Data records
———

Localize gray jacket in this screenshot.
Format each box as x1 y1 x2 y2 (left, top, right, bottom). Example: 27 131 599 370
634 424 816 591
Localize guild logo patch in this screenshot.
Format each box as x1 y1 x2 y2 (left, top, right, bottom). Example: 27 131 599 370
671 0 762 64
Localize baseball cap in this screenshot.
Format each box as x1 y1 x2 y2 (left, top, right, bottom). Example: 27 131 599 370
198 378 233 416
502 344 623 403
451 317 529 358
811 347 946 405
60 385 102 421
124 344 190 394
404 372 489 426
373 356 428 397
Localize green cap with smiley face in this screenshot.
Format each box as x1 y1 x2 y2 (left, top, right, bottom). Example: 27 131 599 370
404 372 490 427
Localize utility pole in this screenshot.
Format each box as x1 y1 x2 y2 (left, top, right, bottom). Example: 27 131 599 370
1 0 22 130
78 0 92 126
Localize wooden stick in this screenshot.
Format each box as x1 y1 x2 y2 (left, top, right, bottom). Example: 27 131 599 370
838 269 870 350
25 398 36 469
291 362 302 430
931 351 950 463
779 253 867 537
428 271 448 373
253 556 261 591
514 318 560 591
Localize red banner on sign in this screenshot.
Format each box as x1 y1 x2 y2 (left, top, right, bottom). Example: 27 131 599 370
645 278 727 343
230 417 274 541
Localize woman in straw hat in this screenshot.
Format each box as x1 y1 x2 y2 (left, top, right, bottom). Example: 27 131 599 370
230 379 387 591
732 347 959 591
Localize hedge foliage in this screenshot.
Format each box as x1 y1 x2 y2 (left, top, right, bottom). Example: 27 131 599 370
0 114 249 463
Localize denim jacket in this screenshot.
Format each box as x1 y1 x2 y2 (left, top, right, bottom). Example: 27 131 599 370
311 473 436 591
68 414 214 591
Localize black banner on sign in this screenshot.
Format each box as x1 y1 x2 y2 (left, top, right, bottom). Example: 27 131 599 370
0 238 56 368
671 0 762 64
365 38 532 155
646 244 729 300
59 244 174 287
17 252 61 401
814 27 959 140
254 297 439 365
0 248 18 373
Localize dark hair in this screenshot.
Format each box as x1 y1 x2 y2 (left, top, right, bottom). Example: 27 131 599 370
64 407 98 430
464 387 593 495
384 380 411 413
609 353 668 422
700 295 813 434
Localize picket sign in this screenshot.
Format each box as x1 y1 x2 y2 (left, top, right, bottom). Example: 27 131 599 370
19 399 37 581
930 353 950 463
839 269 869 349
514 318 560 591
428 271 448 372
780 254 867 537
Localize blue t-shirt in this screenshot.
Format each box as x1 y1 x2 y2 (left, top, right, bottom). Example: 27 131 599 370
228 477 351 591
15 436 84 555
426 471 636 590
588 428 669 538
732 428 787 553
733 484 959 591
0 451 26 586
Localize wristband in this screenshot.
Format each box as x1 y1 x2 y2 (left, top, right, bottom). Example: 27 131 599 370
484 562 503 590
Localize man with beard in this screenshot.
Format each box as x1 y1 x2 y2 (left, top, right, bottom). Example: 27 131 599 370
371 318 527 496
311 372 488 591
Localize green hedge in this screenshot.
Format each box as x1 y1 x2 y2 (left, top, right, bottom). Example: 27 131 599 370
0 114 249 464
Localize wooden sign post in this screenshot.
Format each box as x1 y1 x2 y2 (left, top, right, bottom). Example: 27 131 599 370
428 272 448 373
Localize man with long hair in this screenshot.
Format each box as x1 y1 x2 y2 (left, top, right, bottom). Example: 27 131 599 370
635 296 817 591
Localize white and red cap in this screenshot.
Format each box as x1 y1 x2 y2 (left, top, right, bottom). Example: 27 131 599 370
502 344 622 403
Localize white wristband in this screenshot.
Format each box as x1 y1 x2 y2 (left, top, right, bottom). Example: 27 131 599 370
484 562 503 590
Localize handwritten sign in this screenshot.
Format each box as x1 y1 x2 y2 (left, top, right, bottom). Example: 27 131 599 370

———

• **Problem to solve**: Copy out, from the records above, every line that holds the string "with".

• **Exercise output**:
Localize green cap with smiley face in this screenshot.
Localize man with beard in this screenshot.
Localize man with long hair in this screenshot.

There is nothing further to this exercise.